AVAILABLE RECORDS.

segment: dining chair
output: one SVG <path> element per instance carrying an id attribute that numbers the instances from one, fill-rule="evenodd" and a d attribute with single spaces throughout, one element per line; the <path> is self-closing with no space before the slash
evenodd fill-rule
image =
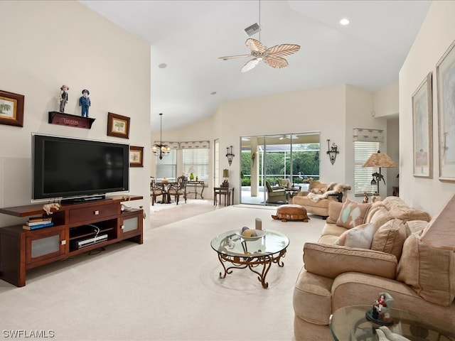
<path id="1" fill-rule="evenodd" d="M 150 177 L 150 196 L 151 197 L 151 205 L 155 205 L 156 201 L 156 197 L 161 196 L 161 201 L 165 201 L 165 196 L 166 195 L 164 185 L 161 183 L 156 183 L 155 178 Z"/>
<path id="2" fill-rule="evenodd" d="M 174 197 L 174 201 L 176 205 L 178 205 L 178 200 L 180 196 L 182 195 L 185 199 L 185 203 L 186 203 L 186 183 L 188 182 L 188 178 L 185 175 L 181 175 L 177 178 L 177 182 L 172 183 L 168 190 L 168 195 L 169 198 L 171 196 Z"/>

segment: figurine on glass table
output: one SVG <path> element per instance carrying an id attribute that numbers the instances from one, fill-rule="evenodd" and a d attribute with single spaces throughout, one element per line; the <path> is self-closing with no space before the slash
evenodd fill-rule
<path id="1" fill-rule="evenodd" d="M 367 311 L 367 319 L 379 325 L 391 325 L 393 319 L 390 316 L 390 309 L 393 306 L 393 298 L 388 293 L 380 293 L 375 301 L 371 310 Z"/>

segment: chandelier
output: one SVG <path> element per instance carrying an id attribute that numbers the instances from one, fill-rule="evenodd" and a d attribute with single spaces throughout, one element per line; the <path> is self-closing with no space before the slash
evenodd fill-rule
<path id="1" fill-rule="evenodd" d="M 171 147 L 167 144 L 163 144 L 162 129 L 163 129 L 163 113 L 159 114 L 159 144 L 154 144 L 151 147 L 151 151 L 154 152 L 155 156 L 159 156 L 159 159 L 161 160 L 163 156 L 167 156 L 171 151 Z"/>

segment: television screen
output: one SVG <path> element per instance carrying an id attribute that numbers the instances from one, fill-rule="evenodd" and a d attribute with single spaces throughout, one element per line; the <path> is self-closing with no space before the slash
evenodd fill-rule
<path id="1" fill-rule="evenodd" d="M 33 199 L 129 190 L 127 144 L 33 135 Z"/>

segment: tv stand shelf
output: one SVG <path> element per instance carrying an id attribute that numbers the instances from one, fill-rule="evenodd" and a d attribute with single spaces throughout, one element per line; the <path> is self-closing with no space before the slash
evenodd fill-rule
<path id="1" fill-rule="evenodd" d="M 142 244 L 143 210 L 121 210 L 122 202 L 142 198 L 118 195 L 63 204 L 49 215 L 54 223 L 52 227 L 34 230 L 25 229 L 22 225 L 0 228 L 0 279 L 24 286 L 28 269 L 122 240 Z M 0 213 L 23 217 L 46 216 L 43 205 L 1 208 Z"/>

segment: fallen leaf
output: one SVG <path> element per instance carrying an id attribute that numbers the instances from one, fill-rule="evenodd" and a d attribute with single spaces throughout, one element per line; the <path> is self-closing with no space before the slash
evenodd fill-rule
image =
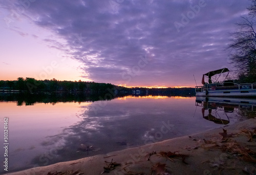
<path id="1" fill-rule="evenodd" d="M 156 175 L 168 175 L 170 174 L 168 172 L 166 172 L 165 168 L 165 164 L 161 164 L 159 162 L 154 165 L 151 168 L 152 171 L 155 171 Z"/>
<path id="2" fill-rule="evenodd" d="M 110 172 L 110 171 L 114 169 L 115 168 L 116 166 L 121 165 L 120 163 L 116 163 L 116 162 L 113 162 L 113 159 L 111 160 L 111 162 L 108 162 L 105 161 L 105 162 L 106 163 L 108 163 L 109 165 L 108 165 L 108 167 L 103 167 L 104 169 L 104 171 L 103 171 L 101 173 L 101 174 L 105 173 L 105 172 L 109 173 Z"/>
<path id="3" fill-rule="evenodd" d="M 171 152 L 171 151 L 168 151 L 168 152 L 164 152 L 164 151 L 161 151 L 159 152 L 159 154 L 162 155 L 162 156 L 165 157 L 167 158 L 168 158 L 169 160 L 173 162 L 173 160 L 172 159 L 169 159 L 169 158 L 181 158 L 182 159 L 182 162 L 185 163 L 185 164 L 188 164 L 185 161 L 185 159 L 186 158 L 188 157 L 189 156 L 188 155 L 182 155 L 180 154 L 179 153 L 178 151 L 176 152 Z"/>
<path id="4" fill-rule="evenodd" d="M 232 136 L 235 135 L 234 134 L 233 134 L 233 133 L 227 134 L 226 129 L 224 129 L 223 128 L 222 128 L 222 129 L 223 129 L 223 133 L 219 133 L 219 134 L 220 134 L 221 136 L 222 136 L 222 140 L 225 140 L 227 138 L 231 137 Z"/>

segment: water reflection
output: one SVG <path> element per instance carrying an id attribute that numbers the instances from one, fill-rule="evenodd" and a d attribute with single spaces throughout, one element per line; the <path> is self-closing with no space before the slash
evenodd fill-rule
<path id="1" fill-rule="evenodd" d="M 238 109 L 247 109 L 242 105 L 231 110 L 216 101 L 203 100 L 129 96 L 107 101 L 56 101 L 54 105 L 0 102 L 3 116 L 10 119 L 10 169 L 49 165 L 220 127 L 203 119 L 200 107 L 204 107 L 204 117 L 210 114 L 229 124 L 247 117 L 240 116 L 245 112 Z M 212 111 L 216 109 L 220 116 Z M 231 111 L 233 112 L 228 113 Z M 228 113 L 228 119 L 224 112 Z M 255 116 L 255 113 L 250 115 Z M 25 161 L 19 161 L 21 158 Z"/>
<path id="2" fill-rule="evenodd" d="M 252 118 L 256 116 L 256 99 L 197 97 L 196 103 L 197 106 L 202 107 L 203 118 L 217 124 L 229 123 L 230 113 L 236 113 L 235 115 L 240 116 L 238 118 L 240 119 Z"/>

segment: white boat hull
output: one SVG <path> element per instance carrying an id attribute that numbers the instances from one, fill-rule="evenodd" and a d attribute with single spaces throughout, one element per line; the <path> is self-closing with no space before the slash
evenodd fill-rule
<path id="1" fill-rule="evenodd" d="M 196 96 L 203 97 L 256 97 L 256 90 L 247 91 L 204 91 L 197 92 Z"/>

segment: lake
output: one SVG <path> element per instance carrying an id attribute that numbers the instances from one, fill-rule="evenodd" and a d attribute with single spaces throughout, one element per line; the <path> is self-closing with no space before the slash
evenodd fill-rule
<path id="1" fill-rule="evenodd" d="M 8 101 L 0 102 L 0 109 L 2 128 L 8 118 L 8 172 L 189 135 L 256 116 L 251 102 L 245 103 L 251 107 L 223 107 L 195 97 L 128 96 L 32 105 Z M 1 152 L 3 161 L 3 146 Z"/>

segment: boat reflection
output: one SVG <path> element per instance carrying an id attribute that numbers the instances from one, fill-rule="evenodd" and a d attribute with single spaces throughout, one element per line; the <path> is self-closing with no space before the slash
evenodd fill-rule
<path id="1" fill-rule="evenodd" d="M 249 113 L 248 118 L 256 116 L 256 99 L 254 99 L 197 97 L 196 105 L 202 107 L 204 119 L 219 124 L 229 123 L 228 113 L 245 116 Z"/>

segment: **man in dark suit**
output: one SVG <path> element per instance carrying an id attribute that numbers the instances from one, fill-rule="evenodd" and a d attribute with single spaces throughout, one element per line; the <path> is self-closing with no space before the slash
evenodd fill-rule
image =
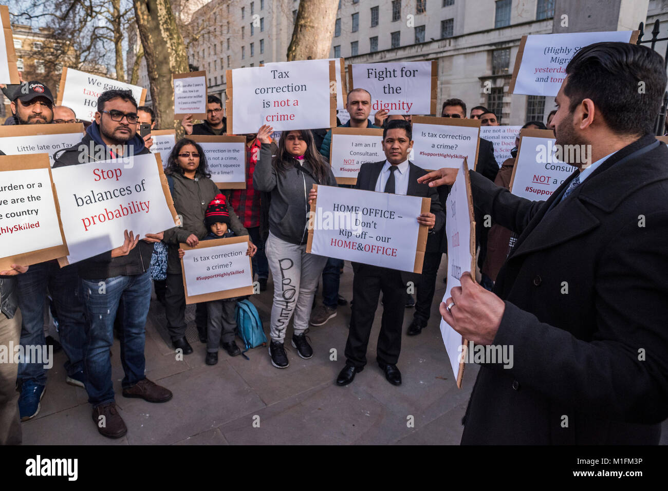
<path id="1" fill-rule="evenodd" d="M 383 149 L 387 160 L 363 164 L 355 188 L 430 198 L 430 212 L 422 214 L 418 221 L 421 225 L 428 226 L 430 233 L 433 234 L 443 227 L 445 214 L 436 190 L 418 183 L 418 178 L 426 174 L 426 171 L 408 161 L 412 146 L 410 124 L 401 120 L 389 122 L 383 131 Z M 339 374 L 337 384 L 350 383 L 355 373 L 361 371 L 366 365 L 369 336 L 378 306 L 378 297 L 382 291 L 384 306 L 376 359 L 387 381 L 398 385 L 401 383 L 401 374 L 397 368 L 397 361 L 401 349 L 406 284 L 409 281 L 416 283 L 419 275 L 354 263 L 353 269 L 355 303 L 345 346 L 345 367 Z"/>
<path id="2" fill-rule="evenodd" d="M 494 293 L 464 273 L 440 306 L 466 339 L 514 349 L 510 367 L 482 363 L 462 444 L 657 444 L 668 417 L 668 148 L 652 134 L 663 61 L 597 43 L 566 75 L 553 122 L 572 176 L 532 202 L 470 173 L 476 214 L 519 237 Z"/>

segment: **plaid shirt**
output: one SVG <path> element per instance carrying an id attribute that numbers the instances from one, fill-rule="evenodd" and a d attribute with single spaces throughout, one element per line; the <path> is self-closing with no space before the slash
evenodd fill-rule
<path id="1" fill-rule="evenodd" d="M 253 186 L 253 174 L 260 156 L 261 144 L 256 138 L 250 147 L 246 146 L 246 189 L 234 189 L 230 194 L 230 204 L 246 228 L 260 226 L 260 193 Z"/>

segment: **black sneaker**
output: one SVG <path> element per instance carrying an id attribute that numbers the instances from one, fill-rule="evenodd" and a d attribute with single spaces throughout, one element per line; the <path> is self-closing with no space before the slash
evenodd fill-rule
<path id="1" fill-rule="evenodd" d="M 313 355 L 313 350 L 306 340 L 306 334 L 302 333 L 298 336 L 293 335 L 293 347 L 297 348 L 297 352 L 304 359 L 309 359 Z"/>
<path id="2" fill-rule="evenodd" d="M 287 368 L 290 366 L 283 343 L 272 339 L 269 343 L 269 356 L 271 357 L 271 364 L 277 368 Z"/>

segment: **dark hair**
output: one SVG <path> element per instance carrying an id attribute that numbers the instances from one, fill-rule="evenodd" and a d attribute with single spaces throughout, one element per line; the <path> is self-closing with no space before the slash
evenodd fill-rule
<path id="1" fill-rule="evenodd" d="M 443 110 L 446 108 L 446 106 L 460 106 L 462 109 L 464 110 L 464 115 L 466 116 L 466 103 L 464 102 L 461 99 L 448 99 L 447 101 L 443 103 L 443 107 L 441 108 L 441 113 L 443 113 Z"/>
<path id="2" fill-rule="evenodd" d="M 613 133 L 654 132 L 666 90 L 663 59 L 654 50 L 630 43 L 595 43 L 575 53 L 566 75 L 570 113 L 589 98 Z"/>
<path id="3" fill-rule="evenodd" d="M 547 126 L 542 121 L 527 121 L 524 123 L 524 126 L 522 127 L 524 130 L 525 128 L 528 128 L 529 126 L 538 126 L 538 130 L 547 130 Z"/>
<path id="4" fill-rule="evenodd" d="M 181 153 L 181 149 L 186 145 L 194 145 L 197 150 L 197 153 L 200 154 L 200 165 L 195 171 L 195 175 L 199 177 L 211 177 L 211 172 L 209 172 L 208 164 L 206 163 L 206 156 L 204 151 L 196 142 L 193 142 L 190 138 L 181 138 L 176 142 L 176 144 L 172 149 L 172 152 L 167 159 L 167 166 L 165 167 L 165 174 L 171 176 L 175 174 L 183 175 L 183 169 L 178 164 L 178 154 Z"/>
<path id="5" fill-rule="evenodd" d="M 385 140 L 388 131 L 395 128 L 403 130 L 406 132 L 408 140 L 413 140 L 413 130 L 411 128 L 411 124 L 405 120 L 392 120 L 387 123 L 387 126 L 383 130 L 383 140 Z"/>
<path id="6" fill-rule="evenodd" d="M 285 142 L 290 132 L 298 131 L 301 134 L 302 138 L 306 142 L 306 152 L 304 152 L 304 160 L 309 162 L 313 170 L 313 177 L 317 180 L 319 184 L 329 182 L 329 166 L 323 160 L 323 156 L 318 152 L 315 147 L 315 141 L 313 140 L 313 134 L 310 130 L 291 130 L 284 131 L 281 135 L 281 140 L 279 140 L 279 150 L 276 152 L 276 156 L 272 160 L 272 165 L 278 172 L 283 174 L 286 170 L 295 166 L 296 159 L 288 152 L 285 148 Z"/>
<path id="7" fill-rule="evenodd" d="M 156 122 L 156 114 L 153 112 L 153 110 L 148 106 L 140 106 L 137 108 L 137 112 L 139 112 L 140 111 L 144 111 L 144 112 L 148 113 L 148 116 L 151 117 L 151 122 Z"/>
<path id="8" fill-rule="evenodd" d="M 220 107 L 222 108 L 222 101 L 221 101 L 219 98 L 217 98 L 215 96 L 211 96 L 211 95 L 207 96 L 206 96 L 206 104 L 219 104 L 220 106 Z"/>
<path id="9" fill-rule="evenodd" d="M 137 101 L 134 100 L 134 96 L 132 96 L 132 90 L 119 90 L 118 89 L 114 89 L 112 90 L 106 90 L 100 94 L 100 97 L 98 98 L 98 110 L 100 112 L 104 110 L 104 103 L 110 101 L 112 99 L 116 99 L 116 98 L 120 98 L 124 101 L 128 101 L 132 103 L 132 105 L 135 108 L 137 107 Z"/>

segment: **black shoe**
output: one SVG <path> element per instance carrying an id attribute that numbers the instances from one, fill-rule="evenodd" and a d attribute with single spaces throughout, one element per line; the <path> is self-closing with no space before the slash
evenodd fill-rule
<path id="1" fill-rule="evenodd" d="M 355 368 L 352 365 L 345 364 L 343 369 L 339 372 L 339 376 L 336 379 L 336 385 L 347 385 L 355 379 L 355 374 L 364 369 L 364 367 Z"/>
<path id="2" fill-rule="evenodd" d="M 309 359 L 313 355 L 313 350 L 306 340 L 306 334 L 302 333 L 298 336 L 293 335 L 293 346 L 297 348 L 297 354 L 304 359 Z"/>
<path id="3" fill-rule="evenodd" d="M 397 368 L 396 365 L 387 365 L 382 361 L 379 361 L 378 366 L 383 369 L 385 372 L 385 377 L 388 382 L 393 385 L 401 385 L 401 372 Z"/>
<path id="4" fill-rule="evenodd" d="M 422 332 L 422 329 L 426 327 L 427 326 L 426 325 L 420 325 L 417 321 L 413 321 L 411 323 L 411 325 L 408 326 L 408 331 L 406 331 L 406 334 L 409 336 L 417 336 Z"/>
<path id="5" fill-rule="evenodd" d="M 234 340 L 231 343 L 221 343 L 220 345 L 230 356 L 237 356 L 241 354 L 241 350 L 239 349 L 239 347 L 236 345 L 236 342 Z"/>
<path id="6" fill-rule="evenodd" d="M 277 368 L 287 368 L 290 366 L 283 343 L 272 339 L 269 343 L 269 356 L 271 357 L 271 364 Z"/>
<path id="7" fill-rule="evenodd" d="M 180 339 L 172 341 L 172 345 L 174 346 L 174 349 L 183 350 L 184 355 L 190 355 L 191 353 L 192 353 L 192 347 L 190 346 L 190 343 L 188 342 L 188 339 L 186 339 L 185 336 L 184 336 Z"/>
<path id="8" fill-rule="evenodd" d="M 206 352 L 206 357 L 204 359 L 204 363 L 207 365 L 215 365 L 218 363 L 218 352 L 209 353 Z"/>

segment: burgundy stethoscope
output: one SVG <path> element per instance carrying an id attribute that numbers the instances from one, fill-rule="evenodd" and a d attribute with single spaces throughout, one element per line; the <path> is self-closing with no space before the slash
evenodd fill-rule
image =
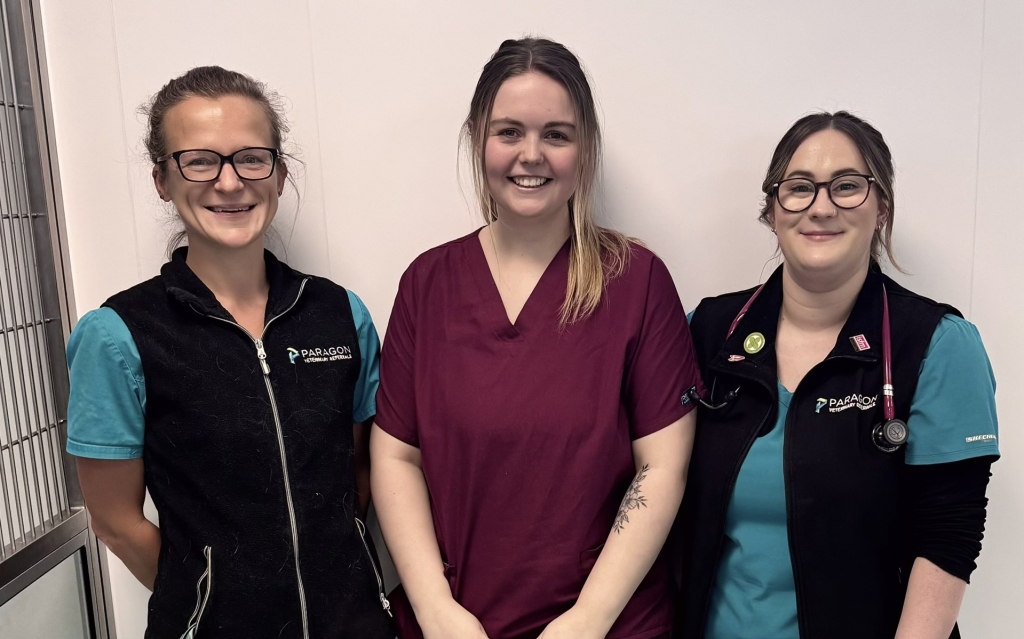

EXERCISE INSTRUCTIONS. Lay out as a numbered list everything in the records from the line containing "segment: fallen leaf" down to the line containing "232 136 L 235", both included, with blank lines left out. Leave the pictures out of the answer.

REPLY.
1. segment: fallen leaf
2. output: one SVG <path> element per instance carrying an id attribute that numbers the instances from one, fill-rule="evenodd" and a d attribute with single spaces throughout, one element per line; the <path> is self-closing with no space before the slash
3. evenodd fill-rule
4. image =
5. <path id="1" fill-rule="evenodd" d="M 156 175 L 168 175 L 170 174 L 168 172 L 166 172 L 165 168 L 165 164 L 161 164 L 159 162 L 154 165 L 151 168 L 152 171 L 155 171 Z"/>
6. <path id="2" fill-rule="evenodd" d="M 110 172 L 110 171 L 114 169 L 115 168 L 116 166 L 121 165 L 120 163 L 116 163 L 116 162 L 113 162 L 113 159 L 111 160 L 111 162 L 108 162 L 105 161 L 105 162 L 106 163 L 108 163 L 109 165 L 108 165 L 108 167 L 103 167 L 104 169 L 104 171 L 103 171 L 101 173 L 101 174 L 105 173 L 105 172 L 109 173 Z"/>
7. <path id="3" fill-rule="evenodd" d="M 171 152 L 171 151 L 168 151 L 168 152 L 164 152 L 164 151 L 161 151 L 159 152 L 159 154 L 162 155 L 162 156 L 165 157 L 167 158 L 168 158 L 169 160 L 173 162 L 173 160 L 172 159 L 169 159 L 169 158 L 181 158 L 182 159 L 182 162 L 185 163 L 185 164 L 188 164 L 185 161 L 185 159 L 186 158 L 188 157 L 189 156 L 188 155 L 182 155 L 180 154 L 179 153 L 178 151 L 176 152 Z"/>
8. <path id="4" fill-rule="evenodd" d="M 232 136 L 235 135 L 234 134 L 233 134 L 233 133 L 227 134 L 226 129 L 224 129 L 223 128 L 222 128 L 222 129 L 223 129 L 223 133 L 219 133 L 219 134 L 220 134 L 221 136 L 222 136 L 222 140 L 225 140 L 227 138 L 231 137 Z"/>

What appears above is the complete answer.